Stored records

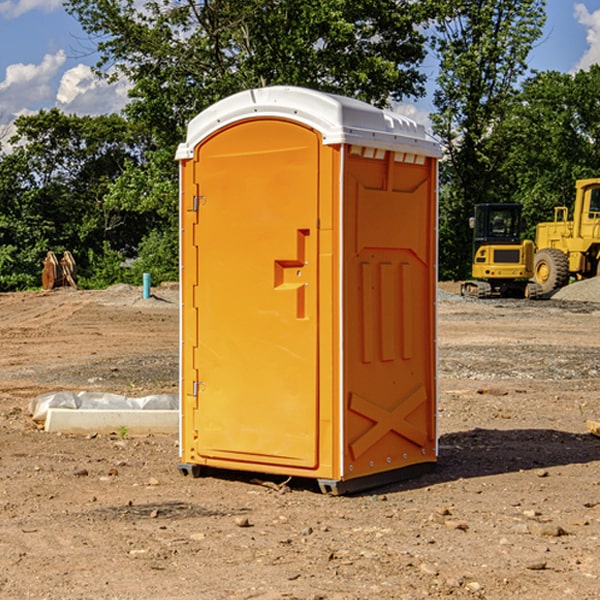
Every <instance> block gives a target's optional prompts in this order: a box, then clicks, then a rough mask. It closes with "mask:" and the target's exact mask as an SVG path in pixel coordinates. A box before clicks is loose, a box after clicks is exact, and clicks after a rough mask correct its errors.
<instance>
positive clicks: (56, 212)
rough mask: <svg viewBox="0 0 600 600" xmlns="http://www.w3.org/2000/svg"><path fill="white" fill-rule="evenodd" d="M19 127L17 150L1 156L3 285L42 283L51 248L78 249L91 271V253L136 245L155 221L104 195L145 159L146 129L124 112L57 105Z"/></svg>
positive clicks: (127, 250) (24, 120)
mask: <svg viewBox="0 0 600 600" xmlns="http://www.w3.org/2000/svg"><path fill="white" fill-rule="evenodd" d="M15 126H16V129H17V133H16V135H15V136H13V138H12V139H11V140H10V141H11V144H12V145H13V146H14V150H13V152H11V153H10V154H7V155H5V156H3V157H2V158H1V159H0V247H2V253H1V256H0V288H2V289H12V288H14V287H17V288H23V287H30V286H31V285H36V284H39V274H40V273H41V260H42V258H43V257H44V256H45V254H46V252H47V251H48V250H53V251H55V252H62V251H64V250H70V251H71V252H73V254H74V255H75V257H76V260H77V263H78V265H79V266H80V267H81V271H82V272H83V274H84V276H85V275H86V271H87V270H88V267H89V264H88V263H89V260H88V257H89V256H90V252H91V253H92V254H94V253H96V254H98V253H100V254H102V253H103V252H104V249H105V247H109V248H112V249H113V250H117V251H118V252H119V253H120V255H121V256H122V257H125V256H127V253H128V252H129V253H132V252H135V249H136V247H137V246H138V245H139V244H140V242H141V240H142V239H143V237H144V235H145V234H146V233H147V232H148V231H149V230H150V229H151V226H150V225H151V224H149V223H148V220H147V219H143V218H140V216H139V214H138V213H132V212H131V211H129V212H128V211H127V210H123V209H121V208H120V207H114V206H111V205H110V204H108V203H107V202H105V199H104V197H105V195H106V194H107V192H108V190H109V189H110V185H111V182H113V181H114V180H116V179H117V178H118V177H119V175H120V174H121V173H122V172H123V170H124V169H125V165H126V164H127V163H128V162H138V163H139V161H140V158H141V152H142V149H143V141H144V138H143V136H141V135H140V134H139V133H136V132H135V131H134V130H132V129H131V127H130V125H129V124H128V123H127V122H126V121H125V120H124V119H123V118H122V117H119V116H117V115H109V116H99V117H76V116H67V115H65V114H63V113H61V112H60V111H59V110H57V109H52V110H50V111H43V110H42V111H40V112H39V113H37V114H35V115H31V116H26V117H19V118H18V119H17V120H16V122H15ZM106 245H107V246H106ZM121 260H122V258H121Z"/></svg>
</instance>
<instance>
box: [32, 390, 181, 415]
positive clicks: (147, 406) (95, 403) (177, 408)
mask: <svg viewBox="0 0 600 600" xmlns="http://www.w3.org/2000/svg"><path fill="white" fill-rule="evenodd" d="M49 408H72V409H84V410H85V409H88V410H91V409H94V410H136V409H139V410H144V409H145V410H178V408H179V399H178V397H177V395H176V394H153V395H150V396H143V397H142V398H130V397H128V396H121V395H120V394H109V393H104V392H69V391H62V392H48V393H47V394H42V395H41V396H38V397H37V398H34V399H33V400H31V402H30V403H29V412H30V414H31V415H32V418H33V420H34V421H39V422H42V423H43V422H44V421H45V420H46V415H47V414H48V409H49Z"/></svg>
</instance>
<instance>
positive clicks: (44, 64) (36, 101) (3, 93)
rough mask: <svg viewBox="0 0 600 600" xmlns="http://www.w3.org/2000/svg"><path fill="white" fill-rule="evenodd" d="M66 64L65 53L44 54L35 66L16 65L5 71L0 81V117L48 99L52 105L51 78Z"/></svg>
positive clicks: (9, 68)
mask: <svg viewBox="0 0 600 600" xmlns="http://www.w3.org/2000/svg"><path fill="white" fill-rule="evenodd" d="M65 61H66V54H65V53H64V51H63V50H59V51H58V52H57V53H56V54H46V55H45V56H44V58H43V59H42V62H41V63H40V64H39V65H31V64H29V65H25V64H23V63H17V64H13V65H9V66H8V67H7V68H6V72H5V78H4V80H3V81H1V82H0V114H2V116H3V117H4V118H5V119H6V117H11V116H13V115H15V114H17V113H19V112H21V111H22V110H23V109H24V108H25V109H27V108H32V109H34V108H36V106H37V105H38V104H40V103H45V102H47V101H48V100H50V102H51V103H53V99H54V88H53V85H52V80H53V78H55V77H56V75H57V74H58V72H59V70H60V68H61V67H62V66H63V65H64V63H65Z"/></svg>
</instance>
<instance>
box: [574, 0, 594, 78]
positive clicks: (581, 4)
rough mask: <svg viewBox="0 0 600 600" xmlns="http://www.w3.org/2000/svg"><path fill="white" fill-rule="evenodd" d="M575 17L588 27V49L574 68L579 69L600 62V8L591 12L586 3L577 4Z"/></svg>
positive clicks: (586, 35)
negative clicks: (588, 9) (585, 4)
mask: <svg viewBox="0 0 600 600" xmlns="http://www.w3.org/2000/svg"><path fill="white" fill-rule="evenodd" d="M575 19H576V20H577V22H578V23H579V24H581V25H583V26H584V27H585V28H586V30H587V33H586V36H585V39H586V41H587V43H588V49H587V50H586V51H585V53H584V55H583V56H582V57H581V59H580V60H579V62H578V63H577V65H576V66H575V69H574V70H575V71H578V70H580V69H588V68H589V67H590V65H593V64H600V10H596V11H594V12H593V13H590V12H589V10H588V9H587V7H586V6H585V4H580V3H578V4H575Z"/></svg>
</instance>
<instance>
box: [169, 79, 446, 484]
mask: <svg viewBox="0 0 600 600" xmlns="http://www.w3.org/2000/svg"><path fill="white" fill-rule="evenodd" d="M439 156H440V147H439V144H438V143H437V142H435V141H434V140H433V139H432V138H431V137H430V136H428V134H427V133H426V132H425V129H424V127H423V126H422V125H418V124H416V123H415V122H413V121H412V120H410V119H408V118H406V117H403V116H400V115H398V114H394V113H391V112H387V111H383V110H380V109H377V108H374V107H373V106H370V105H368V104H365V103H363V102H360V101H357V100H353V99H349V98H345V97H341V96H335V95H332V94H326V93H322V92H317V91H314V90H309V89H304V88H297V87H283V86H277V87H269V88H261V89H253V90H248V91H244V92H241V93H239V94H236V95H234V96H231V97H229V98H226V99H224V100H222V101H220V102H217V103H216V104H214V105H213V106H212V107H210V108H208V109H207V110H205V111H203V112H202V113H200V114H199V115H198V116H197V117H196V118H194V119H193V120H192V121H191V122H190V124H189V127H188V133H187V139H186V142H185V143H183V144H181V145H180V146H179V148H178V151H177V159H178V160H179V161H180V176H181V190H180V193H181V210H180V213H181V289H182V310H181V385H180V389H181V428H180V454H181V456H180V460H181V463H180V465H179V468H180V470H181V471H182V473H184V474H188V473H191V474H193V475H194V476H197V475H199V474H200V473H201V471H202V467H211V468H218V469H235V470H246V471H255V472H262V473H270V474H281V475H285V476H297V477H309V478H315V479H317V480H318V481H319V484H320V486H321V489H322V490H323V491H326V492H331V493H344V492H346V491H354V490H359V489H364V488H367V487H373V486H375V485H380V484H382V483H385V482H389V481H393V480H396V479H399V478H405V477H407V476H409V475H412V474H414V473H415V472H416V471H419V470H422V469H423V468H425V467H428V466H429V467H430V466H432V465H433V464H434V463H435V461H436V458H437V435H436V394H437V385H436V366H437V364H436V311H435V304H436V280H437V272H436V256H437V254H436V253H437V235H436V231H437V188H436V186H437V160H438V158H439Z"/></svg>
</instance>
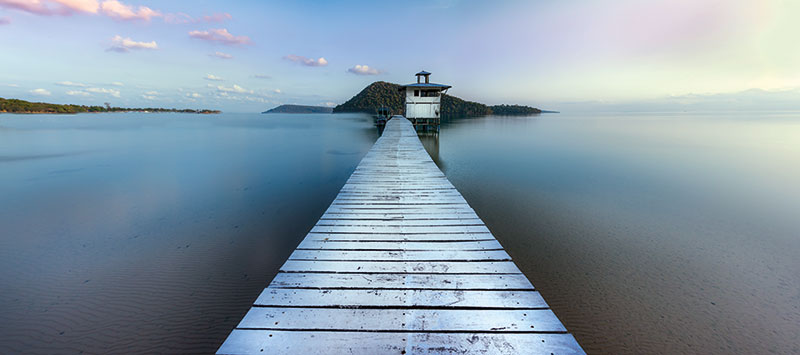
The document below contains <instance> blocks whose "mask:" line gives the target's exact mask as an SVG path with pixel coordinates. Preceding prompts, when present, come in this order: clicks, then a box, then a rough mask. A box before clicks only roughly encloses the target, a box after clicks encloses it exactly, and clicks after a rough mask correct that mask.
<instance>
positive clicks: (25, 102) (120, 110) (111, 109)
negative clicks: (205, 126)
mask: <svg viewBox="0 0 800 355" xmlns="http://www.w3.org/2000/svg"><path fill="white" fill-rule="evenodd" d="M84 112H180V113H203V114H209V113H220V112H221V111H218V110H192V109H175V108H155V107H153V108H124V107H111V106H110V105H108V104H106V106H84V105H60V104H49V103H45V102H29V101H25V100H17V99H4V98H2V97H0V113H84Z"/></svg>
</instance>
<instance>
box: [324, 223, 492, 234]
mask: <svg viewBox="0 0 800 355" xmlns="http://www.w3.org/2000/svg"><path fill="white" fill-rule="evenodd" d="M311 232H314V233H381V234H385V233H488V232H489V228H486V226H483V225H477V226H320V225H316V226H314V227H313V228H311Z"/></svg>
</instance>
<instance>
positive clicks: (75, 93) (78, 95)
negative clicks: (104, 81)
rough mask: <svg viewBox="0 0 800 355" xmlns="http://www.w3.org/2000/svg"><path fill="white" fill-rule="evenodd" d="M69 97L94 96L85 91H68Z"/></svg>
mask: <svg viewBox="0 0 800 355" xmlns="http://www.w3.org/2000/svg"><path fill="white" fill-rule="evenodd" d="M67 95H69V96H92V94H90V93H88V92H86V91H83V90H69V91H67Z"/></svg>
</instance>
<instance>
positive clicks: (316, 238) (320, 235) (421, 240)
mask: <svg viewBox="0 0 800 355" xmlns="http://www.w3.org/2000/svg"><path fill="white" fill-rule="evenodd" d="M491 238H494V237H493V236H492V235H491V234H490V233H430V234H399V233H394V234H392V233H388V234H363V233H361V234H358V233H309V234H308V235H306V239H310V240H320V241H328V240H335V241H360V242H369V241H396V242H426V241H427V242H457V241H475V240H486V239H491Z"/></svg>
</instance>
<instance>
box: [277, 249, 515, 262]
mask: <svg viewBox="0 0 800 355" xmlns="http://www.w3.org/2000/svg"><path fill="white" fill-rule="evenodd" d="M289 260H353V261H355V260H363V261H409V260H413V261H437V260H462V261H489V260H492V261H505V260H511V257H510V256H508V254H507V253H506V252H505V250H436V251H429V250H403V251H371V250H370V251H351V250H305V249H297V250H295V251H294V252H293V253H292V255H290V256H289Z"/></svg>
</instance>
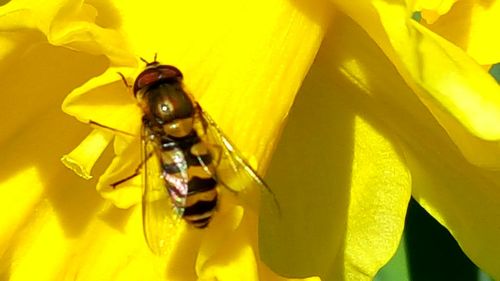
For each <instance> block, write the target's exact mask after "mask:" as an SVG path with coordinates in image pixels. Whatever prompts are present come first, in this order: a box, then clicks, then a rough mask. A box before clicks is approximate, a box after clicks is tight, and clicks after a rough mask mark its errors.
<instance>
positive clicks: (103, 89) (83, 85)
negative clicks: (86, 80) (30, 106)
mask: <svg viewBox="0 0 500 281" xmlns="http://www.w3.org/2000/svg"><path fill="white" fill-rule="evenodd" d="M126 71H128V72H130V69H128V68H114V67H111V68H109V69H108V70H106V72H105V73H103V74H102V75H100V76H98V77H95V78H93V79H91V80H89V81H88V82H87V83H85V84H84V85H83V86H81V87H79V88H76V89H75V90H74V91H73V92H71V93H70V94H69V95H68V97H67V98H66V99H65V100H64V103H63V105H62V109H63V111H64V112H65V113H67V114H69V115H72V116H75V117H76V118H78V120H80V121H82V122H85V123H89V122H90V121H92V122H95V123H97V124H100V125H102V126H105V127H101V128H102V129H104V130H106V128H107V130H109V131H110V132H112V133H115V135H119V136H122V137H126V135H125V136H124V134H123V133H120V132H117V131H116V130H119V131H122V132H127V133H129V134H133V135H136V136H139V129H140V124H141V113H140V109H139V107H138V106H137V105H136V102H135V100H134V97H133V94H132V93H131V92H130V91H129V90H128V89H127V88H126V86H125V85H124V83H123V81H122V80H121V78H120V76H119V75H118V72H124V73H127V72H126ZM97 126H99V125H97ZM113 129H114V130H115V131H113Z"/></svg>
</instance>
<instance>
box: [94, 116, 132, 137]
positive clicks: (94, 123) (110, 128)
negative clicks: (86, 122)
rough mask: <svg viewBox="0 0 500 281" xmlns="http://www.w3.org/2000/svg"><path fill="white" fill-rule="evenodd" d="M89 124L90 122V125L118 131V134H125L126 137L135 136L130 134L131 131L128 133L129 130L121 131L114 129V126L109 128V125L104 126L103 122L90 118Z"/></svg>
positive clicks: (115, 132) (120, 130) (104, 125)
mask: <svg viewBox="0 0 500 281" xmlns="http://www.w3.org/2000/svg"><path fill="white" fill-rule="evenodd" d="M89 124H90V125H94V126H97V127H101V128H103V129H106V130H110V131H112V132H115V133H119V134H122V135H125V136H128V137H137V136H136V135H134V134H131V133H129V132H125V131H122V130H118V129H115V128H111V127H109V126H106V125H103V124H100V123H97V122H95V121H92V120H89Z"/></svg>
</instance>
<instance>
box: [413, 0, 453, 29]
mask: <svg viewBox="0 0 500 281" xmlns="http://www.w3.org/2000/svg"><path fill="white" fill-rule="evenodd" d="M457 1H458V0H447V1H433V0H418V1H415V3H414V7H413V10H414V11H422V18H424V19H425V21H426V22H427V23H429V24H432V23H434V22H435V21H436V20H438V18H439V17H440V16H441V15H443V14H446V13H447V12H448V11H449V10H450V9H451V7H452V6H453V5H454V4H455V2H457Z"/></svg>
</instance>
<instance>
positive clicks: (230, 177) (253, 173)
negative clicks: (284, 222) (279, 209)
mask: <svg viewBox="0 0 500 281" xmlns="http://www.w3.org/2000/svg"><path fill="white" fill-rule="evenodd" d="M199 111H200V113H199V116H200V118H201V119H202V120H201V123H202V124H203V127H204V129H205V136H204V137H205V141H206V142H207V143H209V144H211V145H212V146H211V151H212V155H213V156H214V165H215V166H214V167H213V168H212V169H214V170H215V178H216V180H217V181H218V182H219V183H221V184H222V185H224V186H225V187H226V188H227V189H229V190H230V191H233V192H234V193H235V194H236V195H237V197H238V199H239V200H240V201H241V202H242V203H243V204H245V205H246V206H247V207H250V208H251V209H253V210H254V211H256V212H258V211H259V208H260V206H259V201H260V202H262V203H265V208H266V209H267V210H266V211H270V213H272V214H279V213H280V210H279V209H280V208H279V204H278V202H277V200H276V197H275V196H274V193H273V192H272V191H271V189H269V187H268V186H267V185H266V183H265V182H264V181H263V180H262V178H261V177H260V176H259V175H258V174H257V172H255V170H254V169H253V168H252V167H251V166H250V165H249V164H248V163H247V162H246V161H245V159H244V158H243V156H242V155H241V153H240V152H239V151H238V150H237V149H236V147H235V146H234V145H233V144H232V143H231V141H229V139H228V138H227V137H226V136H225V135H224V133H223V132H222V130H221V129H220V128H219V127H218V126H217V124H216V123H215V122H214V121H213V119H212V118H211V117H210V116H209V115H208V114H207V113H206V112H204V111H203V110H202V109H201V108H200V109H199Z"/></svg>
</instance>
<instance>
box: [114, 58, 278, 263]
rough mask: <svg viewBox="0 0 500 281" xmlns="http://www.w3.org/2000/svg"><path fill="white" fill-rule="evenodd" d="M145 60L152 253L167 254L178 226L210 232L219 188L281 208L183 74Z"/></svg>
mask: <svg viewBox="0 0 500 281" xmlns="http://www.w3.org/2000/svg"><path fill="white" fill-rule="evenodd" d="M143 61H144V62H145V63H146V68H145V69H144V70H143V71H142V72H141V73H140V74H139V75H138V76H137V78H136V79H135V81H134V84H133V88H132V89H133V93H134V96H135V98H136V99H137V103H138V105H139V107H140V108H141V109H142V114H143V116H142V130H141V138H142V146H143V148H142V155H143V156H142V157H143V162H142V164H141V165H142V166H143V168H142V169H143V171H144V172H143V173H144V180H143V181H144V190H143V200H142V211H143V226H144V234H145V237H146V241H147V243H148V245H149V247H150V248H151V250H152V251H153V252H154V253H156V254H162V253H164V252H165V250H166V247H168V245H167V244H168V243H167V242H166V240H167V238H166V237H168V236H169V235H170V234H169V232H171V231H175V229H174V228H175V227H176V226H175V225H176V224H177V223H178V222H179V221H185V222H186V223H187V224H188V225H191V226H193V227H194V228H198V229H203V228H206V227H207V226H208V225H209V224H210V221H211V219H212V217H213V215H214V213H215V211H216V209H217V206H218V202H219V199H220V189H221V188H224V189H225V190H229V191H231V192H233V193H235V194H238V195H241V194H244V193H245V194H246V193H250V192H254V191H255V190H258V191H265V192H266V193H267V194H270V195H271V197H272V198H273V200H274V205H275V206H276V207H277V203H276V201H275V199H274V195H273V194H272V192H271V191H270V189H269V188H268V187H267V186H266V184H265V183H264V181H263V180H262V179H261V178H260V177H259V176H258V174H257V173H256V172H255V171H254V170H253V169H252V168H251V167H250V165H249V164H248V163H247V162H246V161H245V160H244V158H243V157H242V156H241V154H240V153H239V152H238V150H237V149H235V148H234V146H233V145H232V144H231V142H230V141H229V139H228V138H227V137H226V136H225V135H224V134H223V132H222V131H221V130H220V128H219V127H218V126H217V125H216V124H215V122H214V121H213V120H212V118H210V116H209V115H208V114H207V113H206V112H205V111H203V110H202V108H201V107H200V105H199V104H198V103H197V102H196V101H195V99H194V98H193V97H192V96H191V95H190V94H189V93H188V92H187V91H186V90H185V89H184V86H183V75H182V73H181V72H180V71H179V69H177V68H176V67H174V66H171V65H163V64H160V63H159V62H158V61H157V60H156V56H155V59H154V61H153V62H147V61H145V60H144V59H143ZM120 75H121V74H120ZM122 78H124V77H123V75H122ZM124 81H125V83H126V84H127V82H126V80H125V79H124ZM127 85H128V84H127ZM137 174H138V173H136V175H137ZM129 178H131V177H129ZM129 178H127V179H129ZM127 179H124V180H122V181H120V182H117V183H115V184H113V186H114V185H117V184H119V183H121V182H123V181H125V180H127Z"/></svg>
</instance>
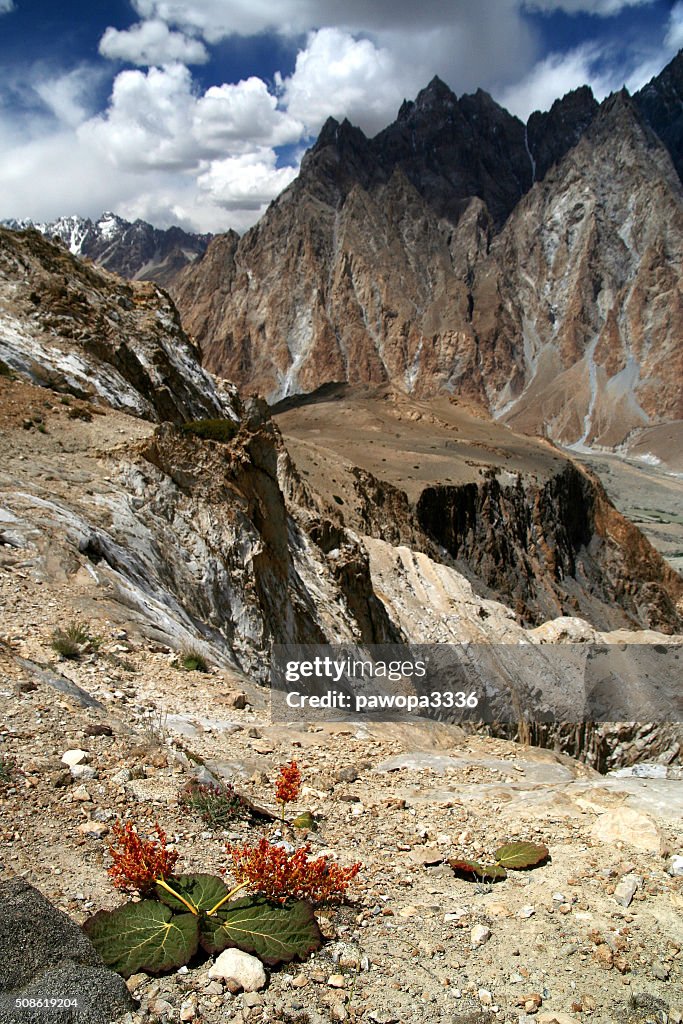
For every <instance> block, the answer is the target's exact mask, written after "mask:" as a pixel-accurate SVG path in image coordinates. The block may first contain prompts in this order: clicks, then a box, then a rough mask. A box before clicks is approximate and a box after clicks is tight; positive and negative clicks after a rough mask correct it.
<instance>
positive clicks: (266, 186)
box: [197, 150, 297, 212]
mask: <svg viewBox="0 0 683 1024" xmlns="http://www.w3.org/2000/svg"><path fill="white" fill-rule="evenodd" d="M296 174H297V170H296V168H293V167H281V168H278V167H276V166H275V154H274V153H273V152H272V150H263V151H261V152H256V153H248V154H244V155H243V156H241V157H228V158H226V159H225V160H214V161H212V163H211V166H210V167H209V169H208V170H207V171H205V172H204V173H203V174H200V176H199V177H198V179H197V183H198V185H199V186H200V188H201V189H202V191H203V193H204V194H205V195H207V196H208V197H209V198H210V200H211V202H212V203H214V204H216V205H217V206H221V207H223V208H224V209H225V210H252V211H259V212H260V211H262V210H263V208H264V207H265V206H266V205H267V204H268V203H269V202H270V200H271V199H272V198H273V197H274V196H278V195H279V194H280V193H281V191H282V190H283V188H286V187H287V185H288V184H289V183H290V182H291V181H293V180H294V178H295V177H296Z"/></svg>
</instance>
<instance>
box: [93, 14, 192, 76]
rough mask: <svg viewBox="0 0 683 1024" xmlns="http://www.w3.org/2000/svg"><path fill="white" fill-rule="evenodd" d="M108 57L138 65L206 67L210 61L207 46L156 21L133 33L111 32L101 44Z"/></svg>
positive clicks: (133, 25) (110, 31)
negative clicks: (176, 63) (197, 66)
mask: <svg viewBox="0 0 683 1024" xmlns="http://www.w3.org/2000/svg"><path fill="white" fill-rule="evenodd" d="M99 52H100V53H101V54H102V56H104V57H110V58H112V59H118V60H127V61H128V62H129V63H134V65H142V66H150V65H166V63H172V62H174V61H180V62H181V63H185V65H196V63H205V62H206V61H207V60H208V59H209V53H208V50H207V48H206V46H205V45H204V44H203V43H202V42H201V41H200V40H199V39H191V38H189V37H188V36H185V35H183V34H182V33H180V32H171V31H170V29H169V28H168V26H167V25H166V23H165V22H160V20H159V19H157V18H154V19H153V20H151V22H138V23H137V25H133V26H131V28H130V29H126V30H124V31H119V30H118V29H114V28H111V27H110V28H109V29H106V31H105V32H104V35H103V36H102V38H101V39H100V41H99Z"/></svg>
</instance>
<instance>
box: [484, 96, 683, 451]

* _ASSIGNMENT_
Pull out the lines above in which the word "errors" appears.

* _SOLVED PROBLEM_
Every <instance> block gives a target's optional prompts in this order: a box, then clicks, then a rough mask. It closes with "mask:" and the target's exact mask as an SVG path in pixel coordinates. A box before clicks is loose, a box after clicks is exact, and clicks after a rough mask correct its errors.
For each <instance> block, write the target's exact mask after "mask:" as an SVG path with coordinates in image pixels. Whatever prompts are present come first, in this order: a box, then clicks, then a rough mask. A box before clicks is approximate, a box after clicks is tight, and clicks after a rough mask mark its errors.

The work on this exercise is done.